+++ SOURCE EXCERPT

The price of Brent crude oil reached nearly $128 a barrel, but has since fallen back to about $80. Gas prices also spiked but have come down from their highs.
It has led to bumper profits for energy companies, but also fuelled a rise in energy bills for households and businesses.
Last year, the government introduced a windfall tax - called the Energy Profits Levy - on the "extraordinary" profits being made at energy companies.
The rate was originally set at 25%, but has now been increased to 35%, and only applies to profits made from extracting UK oil and gas. Oil and gas firms also pay 30% corporation tax on their profits as well as a supplementary 10% rate, taking their total tax rate to 75%.
However, they can reduce the amount of tax they pay by factoring in losses or spending on things like decommissioning North Sea oil platforms.
BP said its UK business, which accounts for less than 10% of its global profits, will pay $2.2bn in tax for 2022, including $700m due to the Energy Profits Levy.
'Windfalls of war'
Andrew Griffith, Economic Secretary to the Treasury, who the BBC spoke to for the government's position, said the windfall tax struck the "right balance" between helping families with the cost of living and securing the UK's energy supplies. He said its aim was to encourage re-investment of the sector's profits back into the economy
Nick Butler, previously a senior executive at BP and now a visiting professor at Kings College, who the BBC spoke to because of his industry experience, said oil and gas prices would not remain "exceptionally high" forever.
"This is a temporary situation. Oil and gas prices are going down and the windfall these companies are making won't last."
In a year that BP boss Bernard Looney described the company as a cash machine, it is little wonder that progressive think tank IPPR called these profits scandalous as millions struggled to pay bills.

++++++
+++ DATASET

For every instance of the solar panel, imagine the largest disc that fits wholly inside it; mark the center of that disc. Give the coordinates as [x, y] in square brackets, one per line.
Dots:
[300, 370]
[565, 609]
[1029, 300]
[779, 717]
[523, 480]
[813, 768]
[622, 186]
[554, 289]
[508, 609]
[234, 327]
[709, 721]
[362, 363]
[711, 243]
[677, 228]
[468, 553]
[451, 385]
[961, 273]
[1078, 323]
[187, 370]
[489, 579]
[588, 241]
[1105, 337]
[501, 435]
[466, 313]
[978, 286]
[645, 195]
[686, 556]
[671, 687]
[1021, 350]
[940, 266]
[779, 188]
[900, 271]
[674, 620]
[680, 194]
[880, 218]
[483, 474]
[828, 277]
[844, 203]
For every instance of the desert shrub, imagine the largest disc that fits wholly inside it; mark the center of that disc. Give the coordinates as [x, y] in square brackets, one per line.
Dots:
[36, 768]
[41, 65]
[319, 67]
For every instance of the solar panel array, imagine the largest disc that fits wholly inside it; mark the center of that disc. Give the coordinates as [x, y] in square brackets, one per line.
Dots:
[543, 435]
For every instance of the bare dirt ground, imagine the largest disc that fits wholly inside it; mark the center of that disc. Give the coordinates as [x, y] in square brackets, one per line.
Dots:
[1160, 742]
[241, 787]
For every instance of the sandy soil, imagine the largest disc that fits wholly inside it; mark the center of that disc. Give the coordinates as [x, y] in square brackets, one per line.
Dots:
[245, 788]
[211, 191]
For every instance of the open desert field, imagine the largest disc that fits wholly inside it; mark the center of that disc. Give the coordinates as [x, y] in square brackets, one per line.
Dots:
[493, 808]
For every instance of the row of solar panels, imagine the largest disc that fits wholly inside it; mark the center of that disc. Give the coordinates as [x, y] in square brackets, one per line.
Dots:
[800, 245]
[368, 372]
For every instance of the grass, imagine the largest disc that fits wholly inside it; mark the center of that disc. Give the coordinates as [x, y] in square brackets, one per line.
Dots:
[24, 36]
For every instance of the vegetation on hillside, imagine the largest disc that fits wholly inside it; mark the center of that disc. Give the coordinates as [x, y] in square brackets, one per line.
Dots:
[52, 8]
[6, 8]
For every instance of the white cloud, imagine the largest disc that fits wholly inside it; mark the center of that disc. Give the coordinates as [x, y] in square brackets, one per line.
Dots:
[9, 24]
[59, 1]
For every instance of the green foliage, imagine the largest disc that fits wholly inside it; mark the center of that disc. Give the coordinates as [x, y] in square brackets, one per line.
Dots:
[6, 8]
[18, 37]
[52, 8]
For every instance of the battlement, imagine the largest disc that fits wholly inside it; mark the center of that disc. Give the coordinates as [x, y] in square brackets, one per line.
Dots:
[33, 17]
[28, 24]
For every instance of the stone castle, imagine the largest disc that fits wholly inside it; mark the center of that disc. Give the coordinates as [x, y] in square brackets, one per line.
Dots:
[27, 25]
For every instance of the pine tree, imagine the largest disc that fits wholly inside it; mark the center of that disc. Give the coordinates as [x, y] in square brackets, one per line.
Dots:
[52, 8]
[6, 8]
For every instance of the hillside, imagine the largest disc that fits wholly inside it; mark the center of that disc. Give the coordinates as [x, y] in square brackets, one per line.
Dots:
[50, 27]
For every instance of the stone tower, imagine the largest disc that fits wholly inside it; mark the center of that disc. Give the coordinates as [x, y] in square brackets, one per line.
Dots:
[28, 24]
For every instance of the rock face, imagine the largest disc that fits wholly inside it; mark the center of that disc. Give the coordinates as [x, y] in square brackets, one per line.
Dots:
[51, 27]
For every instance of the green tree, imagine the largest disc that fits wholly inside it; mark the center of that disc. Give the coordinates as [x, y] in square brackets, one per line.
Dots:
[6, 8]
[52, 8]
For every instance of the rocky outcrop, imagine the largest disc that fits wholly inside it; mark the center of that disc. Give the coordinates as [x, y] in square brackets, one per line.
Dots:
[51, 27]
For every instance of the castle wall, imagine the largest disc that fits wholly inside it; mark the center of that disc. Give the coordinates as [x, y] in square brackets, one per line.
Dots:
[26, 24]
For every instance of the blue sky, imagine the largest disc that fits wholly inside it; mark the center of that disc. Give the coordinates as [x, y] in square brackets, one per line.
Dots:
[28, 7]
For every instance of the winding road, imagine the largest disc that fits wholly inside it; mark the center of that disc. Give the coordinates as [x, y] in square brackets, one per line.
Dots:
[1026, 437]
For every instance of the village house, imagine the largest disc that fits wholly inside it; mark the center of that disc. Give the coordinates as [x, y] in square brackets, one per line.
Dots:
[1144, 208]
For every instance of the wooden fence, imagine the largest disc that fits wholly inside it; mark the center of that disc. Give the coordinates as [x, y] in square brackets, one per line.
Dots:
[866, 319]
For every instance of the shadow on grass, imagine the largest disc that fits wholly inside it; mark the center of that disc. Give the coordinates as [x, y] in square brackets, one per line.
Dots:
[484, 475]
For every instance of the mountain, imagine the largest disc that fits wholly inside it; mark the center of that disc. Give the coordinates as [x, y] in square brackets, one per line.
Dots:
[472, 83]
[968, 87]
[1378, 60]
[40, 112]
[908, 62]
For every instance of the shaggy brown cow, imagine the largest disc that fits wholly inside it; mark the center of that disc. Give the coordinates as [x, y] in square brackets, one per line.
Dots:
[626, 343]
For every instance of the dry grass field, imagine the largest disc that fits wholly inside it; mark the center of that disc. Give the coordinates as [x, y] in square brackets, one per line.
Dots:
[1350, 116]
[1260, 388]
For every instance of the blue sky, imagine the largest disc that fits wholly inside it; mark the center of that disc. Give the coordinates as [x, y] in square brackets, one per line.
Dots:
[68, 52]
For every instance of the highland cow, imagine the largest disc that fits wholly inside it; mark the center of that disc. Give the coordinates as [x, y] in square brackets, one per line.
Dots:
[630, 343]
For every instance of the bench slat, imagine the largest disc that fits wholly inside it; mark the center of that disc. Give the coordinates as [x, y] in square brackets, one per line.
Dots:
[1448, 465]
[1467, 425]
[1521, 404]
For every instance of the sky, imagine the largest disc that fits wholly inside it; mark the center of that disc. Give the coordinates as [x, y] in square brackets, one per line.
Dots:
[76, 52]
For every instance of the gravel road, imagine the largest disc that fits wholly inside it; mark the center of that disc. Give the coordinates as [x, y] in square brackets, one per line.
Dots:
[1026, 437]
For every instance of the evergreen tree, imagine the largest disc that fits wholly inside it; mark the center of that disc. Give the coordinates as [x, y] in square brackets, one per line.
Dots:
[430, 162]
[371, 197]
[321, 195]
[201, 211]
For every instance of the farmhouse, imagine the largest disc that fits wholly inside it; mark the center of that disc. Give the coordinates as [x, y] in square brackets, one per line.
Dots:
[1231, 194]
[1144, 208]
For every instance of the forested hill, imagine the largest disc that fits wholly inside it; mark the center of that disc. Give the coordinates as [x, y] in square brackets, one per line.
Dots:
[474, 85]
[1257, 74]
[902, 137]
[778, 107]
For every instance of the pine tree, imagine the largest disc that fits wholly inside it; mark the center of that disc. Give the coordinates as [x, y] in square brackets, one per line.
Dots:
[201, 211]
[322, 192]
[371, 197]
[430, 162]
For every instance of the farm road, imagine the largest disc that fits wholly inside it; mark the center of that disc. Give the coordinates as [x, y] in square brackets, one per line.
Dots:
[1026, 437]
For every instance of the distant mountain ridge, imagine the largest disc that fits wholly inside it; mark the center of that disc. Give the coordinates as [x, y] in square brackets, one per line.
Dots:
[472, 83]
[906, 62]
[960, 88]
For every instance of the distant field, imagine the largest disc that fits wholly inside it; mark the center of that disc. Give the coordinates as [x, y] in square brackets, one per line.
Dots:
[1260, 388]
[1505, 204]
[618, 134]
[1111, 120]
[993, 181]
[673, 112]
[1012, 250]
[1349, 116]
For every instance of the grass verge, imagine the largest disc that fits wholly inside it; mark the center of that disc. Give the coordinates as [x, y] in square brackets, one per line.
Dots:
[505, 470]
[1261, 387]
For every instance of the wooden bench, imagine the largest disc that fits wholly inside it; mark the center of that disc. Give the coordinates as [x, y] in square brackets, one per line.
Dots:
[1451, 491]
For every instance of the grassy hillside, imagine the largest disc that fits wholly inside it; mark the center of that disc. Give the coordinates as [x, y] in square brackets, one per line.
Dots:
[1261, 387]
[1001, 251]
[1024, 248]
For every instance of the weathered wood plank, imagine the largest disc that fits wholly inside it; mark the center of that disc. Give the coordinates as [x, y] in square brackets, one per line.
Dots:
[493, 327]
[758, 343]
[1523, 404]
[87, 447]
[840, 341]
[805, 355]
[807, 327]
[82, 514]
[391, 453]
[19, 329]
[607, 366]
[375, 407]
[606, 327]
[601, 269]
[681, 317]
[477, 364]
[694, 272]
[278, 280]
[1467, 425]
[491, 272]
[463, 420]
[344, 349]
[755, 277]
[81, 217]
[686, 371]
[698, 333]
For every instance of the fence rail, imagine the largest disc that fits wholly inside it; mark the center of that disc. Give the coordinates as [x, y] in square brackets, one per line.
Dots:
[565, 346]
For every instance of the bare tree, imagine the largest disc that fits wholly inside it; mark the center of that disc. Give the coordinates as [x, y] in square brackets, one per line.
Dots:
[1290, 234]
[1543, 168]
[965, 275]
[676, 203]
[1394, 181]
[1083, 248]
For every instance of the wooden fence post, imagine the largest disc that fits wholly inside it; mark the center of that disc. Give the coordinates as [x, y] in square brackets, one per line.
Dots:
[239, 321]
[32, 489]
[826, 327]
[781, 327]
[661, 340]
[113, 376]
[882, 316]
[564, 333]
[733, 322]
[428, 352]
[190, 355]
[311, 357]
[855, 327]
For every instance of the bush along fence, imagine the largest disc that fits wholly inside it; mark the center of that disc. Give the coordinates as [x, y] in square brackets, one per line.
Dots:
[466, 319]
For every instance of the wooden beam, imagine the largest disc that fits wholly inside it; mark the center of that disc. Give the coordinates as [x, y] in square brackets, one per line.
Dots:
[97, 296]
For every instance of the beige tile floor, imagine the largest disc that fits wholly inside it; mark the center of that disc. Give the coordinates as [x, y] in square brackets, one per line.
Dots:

++++++

## PROBLEMS TO SOLVE
**1.** Copy the stretch of the energy profits excerpt from "The rate was" through "rate to 75%.", word for word.
**2.** Extend the energy profits excerpt past its final sentence with the next part of the article.

## RESULTS OF THE TASKS
**1.**
The rate was originally set at 25%, but has now been increased to 35%, and only applies to profits made from extracting UK oil and gas. Oil and gas firms also pay 30% corporation tax on their profits as well as a supplementary 10% rate, taking their total tax rate to 75%.

**2.**
The company paid £1.8bn in UK tax - a big increase on a previous estimate - as extra windfall levies pushed the overall tax rate on UK profits to 75%.
Labour said the taxes should be still higher and better incentivise investment in renewables. Perhaps most controversially, BP announced it would miss its targets to reduce oil and gas production by 2030 as it said it would match investment in lower carbon projects with new investment in fossil fuels and extend the life of existing oil and gas projects.
While shareholders may be making the least noise today, their voice is arguably the loudest when BP's competitors like Shell and Exxon are also making record profits.
Labour and the Liberal Democrats, who we've included to explain the opposition's point of view, said the profits were outrageous and called on the government to increase the windfall tax.
The government has had to step in to limit household energy bills, with the average home now paying £2,500 a year, although this is still more than double what it was a year ago.
The cap on bills will also rise to £3,000 from April, although analysts expect households to pay less than that due to a recent drop in gas prices.
As well as announcing record profits, BP increased its payout to shareholders by 10%.
BP's results follow similarly strong profits announced by rivals Shell, Exxon Mobil and Chevron last week.